(Your goal): Reproduce every entry exactly, without alteration.

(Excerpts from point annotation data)
###

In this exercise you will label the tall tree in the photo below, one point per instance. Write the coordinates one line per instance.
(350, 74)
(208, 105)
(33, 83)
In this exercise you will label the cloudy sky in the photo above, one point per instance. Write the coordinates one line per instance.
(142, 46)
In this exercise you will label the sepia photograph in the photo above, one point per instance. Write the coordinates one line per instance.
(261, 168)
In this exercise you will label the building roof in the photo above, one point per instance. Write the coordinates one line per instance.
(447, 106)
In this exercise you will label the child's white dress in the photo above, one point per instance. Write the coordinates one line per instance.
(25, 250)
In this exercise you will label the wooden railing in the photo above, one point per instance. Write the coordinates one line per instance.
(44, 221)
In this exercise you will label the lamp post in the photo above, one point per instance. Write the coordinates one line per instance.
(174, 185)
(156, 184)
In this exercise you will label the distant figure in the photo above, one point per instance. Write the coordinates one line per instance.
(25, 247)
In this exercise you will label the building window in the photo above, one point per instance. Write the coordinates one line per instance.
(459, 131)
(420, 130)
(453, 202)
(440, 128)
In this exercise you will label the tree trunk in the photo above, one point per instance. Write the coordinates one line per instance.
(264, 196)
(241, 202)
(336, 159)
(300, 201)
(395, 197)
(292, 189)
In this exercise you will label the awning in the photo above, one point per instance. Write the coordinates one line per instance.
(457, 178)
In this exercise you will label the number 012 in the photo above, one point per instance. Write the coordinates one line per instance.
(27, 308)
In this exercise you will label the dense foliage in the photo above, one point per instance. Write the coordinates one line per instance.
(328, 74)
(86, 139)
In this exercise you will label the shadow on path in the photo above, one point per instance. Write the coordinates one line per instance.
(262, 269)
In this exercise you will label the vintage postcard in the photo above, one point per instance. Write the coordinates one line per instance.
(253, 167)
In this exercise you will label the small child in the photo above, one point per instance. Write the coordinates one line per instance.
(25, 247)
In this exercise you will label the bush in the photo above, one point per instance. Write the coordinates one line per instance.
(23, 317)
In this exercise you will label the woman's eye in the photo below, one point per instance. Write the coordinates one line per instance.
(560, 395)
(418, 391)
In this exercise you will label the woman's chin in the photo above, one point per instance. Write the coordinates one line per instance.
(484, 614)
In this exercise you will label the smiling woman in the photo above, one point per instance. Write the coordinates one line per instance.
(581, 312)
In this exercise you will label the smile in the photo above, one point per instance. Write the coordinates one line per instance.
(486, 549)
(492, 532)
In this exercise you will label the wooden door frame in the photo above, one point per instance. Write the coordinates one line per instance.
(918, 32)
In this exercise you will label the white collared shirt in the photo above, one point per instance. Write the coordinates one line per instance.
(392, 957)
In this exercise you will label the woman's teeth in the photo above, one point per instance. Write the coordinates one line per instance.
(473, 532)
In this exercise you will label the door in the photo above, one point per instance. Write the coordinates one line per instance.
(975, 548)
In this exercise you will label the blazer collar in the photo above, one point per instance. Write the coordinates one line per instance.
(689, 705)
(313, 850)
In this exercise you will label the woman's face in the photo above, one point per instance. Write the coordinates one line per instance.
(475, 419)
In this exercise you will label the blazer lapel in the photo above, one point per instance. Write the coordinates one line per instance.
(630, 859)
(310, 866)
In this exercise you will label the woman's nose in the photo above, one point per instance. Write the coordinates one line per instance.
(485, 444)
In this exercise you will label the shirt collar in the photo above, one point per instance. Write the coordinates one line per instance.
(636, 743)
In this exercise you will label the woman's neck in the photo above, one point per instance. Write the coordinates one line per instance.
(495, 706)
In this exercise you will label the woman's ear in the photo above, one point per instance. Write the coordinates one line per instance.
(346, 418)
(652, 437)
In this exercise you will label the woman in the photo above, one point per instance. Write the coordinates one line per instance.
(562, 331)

###

(Solved problem):
In this exercise you will label the tall tree in the photo below, one point per instance. Write the coordinates one line per instance.
(350, 74)
(208, 105)
(33, 83)
In this exercise you will label the cloudy sky in the photo above, one point per instance. Write the coordinates one line per instance.
(142, 46)
In this exercise you will label the sepia photograph in the photo above, one point per instance. Write the coordinates one line per instance.
(261, 168)
In this exercise you will label the building roof in the photo above, one point per instance. Write the coordinates one line per instance.
(447, 106)
In this exercise you will label the child's white dress in the photo above, one point per instance. Write the coordinates one line per instance.
(25, 250)
In this exercise you will label the wooden railing in the photo above, one point per instance. Write the coordinates one line per instance.
(44, 221)
In this exercise you will label the lamp post in the photo above, one point per instance. Write the coordinates one line per instance.
(174, 185)
(156, 184)
In this exercise you will label the distant figure in the photo above, one point per instance. Write the coordinates one line per instance.
(25, 247)
In this exercise you will label the building window in the photo above, one point per instance. Write the coordinates one line per instance.
(459, 131)
(420, 130)
(453, 202)
(440, 128)
In this exercise you will label the tree trunk in the photo above, one point per instance. Write the coordinates one line per instance.
(264, 196)
(241, 202)
(336, 159)
(300, 201)
(395, 197)
(292, 189)
In this exercise you will label the awning in the photo above, one point per instance. Write the coordinates one line per instance.
(457, 178)
In this exercise you will label the number 012 in the photo above, one point per instance. Write the coordinates one line per instance.
(27, 308)
In this exercise you will label the dense foliage in the photo above, one point per instance. Write the coordinates one line per instance.
(328, 74)
(86, 139)
In this exercise you will label the shadow on path in the photo above, one point per instance. Write the coordinates one line per instance.
(262, 269)
In this exercise you will label the vintage postcard in the photo above, one point per instance. Write the coordinates one line per instance.
(253, 167)
In this exercise you will label the small child in the photo above, one point per instance. Write the coordinates one line per instance.
(25, 247)
In this exercise you will label the bush in the photo above, one point per instance. Write the coordinates one line per instance.
(23, 317)
In this exercise you will label the woman's eye in the photo below, one point per instance. Write the coordinates one line per instance.
(560, 395)
(418, 391)
In this exercise you will label the woman's chin in the photo above, one point per instance. Write the coordinates one line per instance.
(484, 614)
In this exercise you will label the smiling woman in the photo above, one point per instance. Write the coordinates one line per instance.
(581, 312)
In this exercise you will label the smile in the photo above, one point per instance. Write the coordinates one line per instance.
(486, 549)
(492, 532)
In this exercise you will label the wooden door frame in the photo above, one point per instance. Write the coordinates one line per instance.
(918, 32)
In this exercise you will label the white collared shirt in the photo above, one point per instance. Write the coordinates one line per instance.
(392, 957)
In this exercise you will label the woman's teeth in the photo above, one point per instance. Write the coordinates one line per instance.
(473, 532)
In this exercise you will label the door in the photo above, one point per instance. Write the coordinates one line per instance.
(975, 548)
In this exercise you will label the blazer collar in the photo above, one point per instance. Write the coordinates one line per instance.
(689, 705)
(313, 850)
In this exercise you will label the woman's face in the photo above, one point per instance. Write the coordinates one line per instance.
(475, 419)
In this exercise you will label the blazer lapel in the photo above, one point per instance. Write the coordinates one line per instance.
(630, 859)
(310, 866)
In this exercise you will label the woman's nose in the photo above, one point per instance. Write the coordinates one line per instance.
(485, 444)
In this exercise you will label the shirt collar in the photo above, one point per instance. Write the coordinates one line per instance.
(636, 743)
In this exercise you will label the woman's neck in the photo above, one point per instance. Write the coordinates one line per instance.
(495, 706)
In this exercise you will label the woman's ear in the photo above, one point per instance. Write the coordinates one line per instance.
(346, 418)
(652, 437)
In this exercise you will label the woman in the photo above, one point per instance. Write the coordinates one line per instance.
(562, 331)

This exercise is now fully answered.